WORK TO COMPLETE
Each line of the listing that contains the word "hide" is to be copied.

EXERCISE DATA
*** Block opens ***
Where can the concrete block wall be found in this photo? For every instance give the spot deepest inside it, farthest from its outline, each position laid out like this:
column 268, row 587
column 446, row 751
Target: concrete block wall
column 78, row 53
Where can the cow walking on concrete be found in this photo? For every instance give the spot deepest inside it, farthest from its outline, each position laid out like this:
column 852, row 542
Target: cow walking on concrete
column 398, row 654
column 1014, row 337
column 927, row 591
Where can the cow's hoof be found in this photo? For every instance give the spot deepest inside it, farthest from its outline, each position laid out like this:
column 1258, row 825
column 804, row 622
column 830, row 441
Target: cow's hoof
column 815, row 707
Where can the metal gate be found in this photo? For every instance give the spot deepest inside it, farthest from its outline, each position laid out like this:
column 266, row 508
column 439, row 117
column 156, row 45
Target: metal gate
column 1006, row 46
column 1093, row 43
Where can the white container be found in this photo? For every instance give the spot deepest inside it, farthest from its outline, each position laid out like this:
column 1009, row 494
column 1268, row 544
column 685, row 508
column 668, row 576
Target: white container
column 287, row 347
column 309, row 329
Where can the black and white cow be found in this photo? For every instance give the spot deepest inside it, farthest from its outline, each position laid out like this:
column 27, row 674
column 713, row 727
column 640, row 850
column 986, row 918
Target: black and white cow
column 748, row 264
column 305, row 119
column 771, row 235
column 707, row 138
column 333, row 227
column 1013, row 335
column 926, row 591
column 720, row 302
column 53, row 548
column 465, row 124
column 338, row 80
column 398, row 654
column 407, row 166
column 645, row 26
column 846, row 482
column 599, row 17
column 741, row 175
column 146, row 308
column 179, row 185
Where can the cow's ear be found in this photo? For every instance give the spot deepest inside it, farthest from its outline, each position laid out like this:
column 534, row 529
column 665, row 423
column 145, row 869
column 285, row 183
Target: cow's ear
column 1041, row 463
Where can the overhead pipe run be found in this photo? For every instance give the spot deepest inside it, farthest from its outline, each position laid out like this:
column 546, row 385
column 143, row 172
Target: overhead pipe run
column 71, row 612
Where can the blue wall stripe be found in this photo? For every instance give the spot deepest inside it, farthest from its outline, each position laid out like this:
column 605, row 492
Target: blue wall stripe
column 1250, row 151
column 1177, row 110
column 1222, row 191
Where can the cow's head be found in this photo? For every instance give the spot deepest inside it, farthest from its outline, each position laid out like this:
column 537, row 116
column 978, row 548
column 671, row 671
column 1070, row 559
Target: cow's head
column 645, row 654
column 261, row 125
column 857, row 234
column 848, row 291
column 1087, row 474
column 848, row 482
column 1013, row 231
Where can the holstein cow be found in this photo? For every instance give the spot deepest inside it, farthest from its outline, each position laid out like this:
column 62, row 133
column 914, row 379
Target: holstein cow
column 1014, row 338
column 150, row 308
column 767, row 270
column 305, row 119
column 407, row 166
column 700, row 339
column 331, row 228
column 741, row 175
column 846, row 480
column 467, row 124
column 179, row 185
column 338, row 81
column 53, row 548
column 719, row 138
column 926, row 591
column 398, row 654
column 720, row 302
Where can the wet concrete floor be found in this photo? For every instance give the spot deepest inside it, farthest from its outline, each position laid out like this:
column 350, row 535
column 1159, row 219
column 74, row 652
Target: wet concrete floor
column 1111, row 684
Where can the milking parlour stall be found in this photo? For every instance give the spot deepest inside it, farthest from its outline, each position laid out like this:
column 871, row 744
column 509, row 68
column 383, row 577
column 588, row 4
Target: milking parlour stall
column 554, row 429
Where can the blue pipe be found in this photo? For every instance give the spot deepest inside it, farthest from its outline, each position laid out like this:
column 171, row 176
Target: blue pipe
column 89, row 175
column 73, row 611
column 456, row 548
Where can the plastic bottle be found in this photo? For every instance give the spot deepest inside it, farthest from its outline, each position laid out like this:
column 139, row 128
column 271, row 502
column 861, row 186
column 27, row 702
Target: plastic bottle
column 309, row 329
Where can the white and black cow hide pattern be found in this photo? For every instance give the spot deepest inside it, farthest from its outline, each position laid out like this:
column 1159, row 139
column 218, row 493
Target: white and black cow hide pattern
*** Block closes ***
OUTPUT BELOW
Where can the white and black cow hide pattern be found in this photo? For every instance give the spot deepest inside it, farthest from its outline, each position laid out like this:
Target: white and black cow hide pattern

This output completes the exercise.